### Exercise inputs
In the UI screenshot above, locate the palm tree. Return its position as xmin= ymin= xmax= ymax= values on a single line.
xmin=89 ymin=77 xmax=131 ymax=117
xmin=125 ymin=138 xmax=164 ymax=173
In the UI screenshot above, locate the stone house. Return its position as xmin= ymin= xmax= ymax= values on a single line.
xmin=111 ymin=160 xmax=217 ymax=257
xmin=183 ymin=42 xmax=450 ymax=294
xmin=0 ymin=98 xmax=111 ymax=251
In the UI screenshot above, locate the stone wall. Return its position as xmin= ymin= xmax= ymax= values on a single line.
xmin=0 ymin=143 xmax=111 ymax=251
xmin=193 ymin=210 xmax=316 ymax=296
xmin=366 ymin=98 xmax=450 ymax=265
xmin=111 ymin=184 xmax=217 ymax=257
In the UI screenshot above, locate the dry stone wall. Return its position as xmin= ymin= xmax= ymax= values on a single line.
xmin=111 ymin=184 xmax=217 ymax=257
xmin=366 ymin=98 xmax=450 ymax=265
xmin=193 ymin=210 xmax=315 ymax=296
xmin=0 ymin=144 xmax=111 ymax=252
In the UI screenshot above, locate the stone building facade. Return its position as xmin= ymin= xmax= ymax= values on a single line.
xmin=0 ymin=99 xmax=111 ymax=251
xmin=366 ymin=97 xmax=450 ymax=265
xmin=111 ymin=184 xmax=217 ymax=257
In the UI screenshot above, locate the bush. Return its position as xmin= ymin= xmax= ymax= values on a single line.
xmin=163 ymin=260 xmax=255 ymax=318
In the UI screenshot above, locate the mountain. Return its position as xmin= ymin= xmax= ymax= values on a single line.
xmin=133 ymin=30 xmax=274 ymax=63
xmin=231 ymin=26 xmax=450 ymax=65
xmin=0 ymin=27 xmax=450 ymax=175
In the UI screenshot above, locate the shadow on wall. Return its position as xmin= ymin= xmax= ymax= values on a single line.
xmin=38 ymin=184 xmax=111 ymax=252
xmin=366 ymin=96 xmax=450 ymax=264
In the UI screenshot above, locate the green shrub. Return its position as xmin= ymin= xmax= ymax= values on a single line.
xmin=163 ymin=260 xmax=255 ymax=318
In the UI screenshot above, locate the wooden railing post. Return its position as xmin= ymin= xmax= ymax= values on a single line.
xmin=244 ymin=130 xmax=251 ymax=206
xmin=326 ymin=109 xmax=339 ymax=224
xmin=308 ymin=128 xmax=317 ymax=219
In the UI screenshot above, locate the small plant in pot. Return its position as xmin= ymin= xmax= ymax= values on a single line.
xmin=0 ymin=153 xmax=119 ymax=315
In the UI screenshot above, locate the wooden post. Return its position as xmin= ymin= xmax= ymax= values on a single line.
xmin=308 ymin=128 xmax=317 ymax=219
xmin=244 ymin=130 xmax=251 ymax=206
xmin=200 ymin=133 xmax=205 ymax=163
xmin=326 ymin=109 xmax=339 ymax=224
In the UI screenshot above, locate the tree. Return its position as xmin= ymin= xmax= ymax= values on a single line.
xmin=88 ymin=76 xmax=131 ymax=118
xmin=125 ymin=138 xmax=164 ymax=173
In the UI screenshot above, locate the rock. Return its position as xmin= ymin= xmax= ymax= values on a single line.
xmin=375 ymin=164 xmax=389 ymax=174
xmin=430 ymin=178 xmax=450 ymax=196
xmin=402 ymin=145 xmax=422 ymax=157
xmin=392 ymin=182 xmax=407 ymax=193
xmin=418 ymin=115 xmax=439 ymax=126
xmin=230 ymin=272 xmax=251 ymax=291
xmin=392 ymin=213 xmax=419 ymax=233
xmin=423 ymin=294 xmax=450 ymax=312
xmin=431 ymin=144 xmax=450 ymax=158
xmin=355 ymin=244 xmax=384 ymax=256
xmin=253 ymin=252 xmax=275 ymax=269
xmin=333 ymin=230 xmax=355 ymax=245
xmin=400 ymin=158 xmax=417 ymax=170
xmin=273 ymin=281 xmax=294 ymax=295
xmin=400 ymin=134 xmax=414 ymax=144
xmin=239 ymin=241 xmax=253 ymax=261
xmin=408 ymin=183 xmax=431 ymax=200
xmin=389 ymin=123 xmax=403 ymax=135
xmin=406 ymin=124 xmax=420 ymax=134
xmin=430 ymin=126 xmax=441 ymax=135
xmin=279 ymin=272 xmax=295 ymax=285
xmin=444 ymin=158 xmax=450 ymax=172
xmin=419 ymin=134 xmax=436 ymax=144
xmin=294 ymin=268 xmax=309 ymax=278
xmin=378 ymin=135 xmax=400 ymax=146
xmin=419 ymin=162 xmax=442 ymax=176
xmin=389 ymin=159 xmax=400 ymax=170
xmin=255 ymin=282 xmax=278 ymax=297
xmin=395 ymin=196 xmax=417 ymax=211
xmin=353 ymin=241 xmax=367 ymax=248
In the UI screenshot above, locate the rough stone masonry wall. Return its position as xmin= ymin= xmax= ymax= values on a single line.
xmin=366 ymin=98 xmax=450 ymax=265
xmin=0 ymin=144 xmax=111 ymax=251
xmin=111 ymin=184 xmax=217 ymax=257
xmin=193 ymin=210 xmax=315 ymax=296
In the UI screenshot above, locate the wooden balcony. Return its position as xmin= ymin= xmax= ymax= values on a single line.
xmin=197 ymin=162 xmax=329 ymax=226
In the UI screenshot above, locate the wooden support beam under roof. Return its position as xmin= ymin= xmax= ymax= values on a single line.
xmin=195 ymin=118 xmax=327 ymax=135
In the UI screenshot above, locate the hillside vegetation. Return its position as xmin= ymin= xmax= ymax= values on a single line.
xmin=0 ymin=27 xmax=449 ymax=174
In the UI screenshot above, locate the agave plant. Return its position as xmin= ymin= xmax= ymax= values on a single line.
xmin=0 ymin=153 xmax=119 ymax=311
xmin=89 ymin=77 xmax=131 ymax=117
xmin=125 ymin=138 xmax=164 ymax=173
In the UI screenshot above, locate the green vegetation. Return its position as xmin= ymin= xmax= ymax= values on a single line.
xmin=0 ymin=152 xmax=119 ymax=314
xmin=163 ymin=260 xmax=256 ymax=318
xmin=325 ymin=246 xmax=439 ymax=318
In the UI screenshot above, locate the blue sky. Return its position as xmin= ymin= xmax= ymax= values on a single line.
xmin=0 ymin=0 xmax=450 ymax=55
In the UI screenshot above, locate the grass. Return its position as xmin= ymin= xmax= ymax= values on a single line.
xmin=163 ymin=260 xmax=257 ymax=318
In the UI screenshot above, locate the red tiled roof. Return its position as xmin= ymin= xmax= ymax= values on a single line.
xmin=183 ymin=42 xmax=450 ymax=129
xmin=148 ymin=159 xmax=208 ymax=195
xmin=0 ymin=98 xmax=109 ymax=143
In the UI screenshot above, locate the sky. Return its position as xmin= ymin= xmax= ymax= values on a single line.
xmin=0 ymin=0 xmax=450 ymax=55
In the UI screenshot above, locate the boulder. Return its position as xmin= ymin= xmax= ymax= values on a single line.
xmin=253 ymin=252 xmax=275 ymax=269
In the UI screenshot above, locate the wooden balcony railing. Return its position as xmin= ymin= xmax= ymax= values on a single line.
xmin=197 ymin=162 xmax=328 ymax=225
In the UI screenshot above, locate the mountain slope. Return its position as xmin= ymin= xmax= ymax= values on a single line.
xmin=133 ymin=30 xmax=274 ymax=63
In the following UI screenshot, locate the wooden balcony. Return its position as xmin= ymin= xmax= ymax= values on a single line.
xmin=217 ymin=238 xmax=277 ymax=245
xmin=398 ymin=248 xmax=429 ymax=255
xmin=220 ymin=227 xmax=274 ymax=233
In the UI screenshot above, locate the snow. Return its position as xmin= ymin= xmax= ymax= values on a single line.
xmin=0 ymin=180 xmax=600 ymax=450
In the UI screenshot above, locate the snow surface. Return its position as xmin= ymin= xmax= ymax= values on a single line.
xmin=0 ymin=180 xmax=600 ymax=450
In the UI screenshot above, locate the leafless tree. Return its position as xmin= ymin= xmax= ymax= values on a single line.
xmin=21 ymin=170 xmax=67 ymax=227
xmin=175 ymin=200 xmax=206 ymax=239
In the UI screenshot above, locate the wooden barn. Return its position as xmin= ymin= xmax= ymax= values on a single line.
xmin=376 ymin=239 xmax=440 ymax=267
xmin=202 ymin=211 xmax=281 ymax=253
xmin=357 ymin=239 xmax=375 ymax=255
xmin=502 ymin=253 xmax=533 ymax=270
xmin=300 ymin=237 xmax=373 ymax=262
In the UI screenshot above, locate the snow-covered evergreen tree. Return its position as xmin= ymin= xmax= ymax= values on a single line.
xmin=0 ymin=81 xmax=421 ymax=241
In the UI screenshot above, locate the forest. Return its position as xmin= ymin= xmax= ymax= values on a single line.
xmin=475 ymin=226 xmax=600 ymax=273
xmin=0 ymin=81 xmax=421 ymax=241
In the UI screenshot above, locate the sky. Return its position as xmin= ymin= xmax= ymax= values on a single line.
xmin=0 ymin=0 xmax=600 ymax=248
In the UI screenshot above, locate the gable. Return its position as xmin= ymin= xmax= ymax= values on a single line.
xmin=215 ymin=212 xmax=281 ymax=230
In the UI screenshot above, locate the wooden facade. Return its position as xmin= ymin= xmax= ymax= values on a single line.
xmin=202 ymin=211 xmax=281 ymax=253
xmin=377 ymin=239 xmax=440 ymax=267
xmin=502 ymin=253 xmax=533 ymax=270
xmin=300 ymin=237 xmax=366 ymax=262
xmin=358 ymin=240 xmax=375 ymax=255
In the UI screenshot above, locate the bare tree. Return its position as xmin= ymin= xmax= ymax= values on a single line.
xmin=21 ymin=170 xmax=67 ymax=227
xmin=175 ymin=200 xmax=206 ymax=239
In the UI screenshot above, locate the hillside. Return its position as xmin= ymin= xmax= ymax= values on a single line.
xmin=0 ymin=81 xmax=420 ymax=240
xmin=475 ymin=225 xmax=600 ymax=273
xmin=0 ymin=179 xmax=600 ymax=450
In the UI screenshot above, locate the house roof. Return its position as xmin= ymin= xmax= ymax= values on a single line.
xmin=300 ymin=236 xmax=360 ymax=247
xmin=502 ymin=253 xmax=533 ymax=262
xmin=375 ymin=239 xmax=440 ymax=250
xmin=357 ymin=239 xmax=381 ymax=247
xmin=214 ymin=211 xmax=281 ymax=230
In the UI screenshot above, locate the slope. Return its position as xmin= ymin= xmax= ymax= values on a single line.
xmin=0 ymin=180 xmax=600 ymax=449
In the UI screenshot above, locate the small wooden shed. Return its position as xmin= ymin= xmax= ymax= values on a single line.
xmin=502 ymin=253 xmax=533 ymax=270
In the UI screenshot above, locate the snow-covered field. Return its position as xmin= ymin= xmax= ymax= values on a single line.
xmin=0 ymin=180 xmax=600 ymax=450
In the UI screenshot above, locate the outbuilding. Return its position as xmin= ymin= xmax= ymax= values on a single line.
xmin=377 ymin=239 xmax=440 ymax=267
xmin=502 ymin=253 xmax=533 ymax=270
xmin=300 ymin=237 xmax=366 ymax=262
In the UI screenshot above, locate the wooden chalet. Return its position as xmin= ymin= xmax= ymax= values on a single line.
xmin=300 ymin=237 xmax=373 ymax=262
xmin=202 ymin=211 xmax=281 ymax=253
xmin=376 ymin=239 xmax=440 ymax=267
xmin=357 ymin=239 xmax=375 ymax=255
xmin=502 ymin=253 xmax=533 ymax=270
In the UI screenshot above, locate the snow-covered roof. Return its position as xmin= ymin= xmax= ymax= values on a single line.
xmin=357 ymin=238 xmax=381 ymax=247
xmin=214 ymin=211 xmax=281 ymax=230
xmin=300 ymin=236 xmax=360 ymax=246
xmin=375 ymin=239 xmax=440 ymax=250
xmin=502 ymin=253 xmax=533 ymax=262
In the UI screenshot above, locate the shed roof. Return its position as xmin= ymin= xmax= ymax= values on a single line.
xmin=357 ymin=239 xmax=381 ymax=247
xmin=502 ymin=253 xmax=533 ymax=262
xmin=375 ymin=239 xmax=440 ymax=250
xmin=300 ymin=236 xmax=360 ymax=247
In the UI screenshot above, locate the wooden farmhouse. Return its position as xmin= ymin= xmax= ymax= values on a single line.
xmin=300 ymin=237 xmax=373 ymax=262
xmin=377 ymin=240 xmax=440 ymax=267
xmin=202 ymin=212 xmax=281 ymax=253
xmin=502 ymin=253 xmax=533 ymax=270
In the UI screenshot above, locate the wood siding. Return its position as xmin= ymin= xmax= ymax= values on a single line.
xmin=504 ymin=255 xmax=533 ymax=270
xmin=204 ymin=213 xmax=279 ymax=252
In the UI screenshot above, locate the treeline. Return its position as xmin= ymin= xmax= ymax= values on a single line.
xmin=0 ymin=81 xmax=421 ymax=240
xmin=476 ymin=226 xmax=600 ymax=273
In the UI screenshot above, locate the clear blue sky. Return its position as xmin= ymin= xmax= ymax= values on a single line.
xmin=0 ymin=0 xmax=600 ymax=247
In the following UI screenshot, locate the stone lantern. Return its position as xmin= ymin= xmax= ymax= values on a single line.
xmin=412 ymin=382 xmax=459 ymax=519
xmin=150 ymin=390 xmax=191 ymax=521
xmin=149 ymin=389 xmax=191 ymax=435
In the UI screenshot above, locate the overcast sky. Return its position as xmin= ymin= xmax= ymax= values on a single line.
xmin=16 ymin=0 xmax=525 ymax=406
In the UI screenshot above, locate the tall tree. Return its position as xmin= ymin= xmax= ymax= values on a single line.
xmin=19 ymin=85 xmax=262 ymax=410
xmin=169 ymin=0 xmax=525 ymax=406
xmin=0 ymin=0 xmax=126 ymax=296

### Challenge
Convert the rows from the start through the line containing "xmin=0 ymin=98 xmax=111 ymax=251" into a Markdown table with two columns, Number and Line, giving each non-blank line its own sequential number and leaving out blank lines.

### Expected answer
| Number | Line |
|---|---|
| 1 | In the UI screenshot above, locate the palm tree. Return its position as xmin= ymin= xmax= ymax= values on a single line. |
| 2 | xmin=89 ymin=77 xmax=131 ymax=117 |
| 3 | xmin=125 ymin=138 xmax=164 ymax=173 |
| 4 | In the UI screenshot above, locate the stone house. Return its position as xmin= ymin= xmax= ymax= values on a single line. |
| 5 | xmin=111 ymin=160 xmax=217 ymax=257 |
| 6 | xmin=183 ymin=42 xmax=450 ymax=294 |
| 7 | xmin=0 ymin=98 xmax=111 ymax=251 |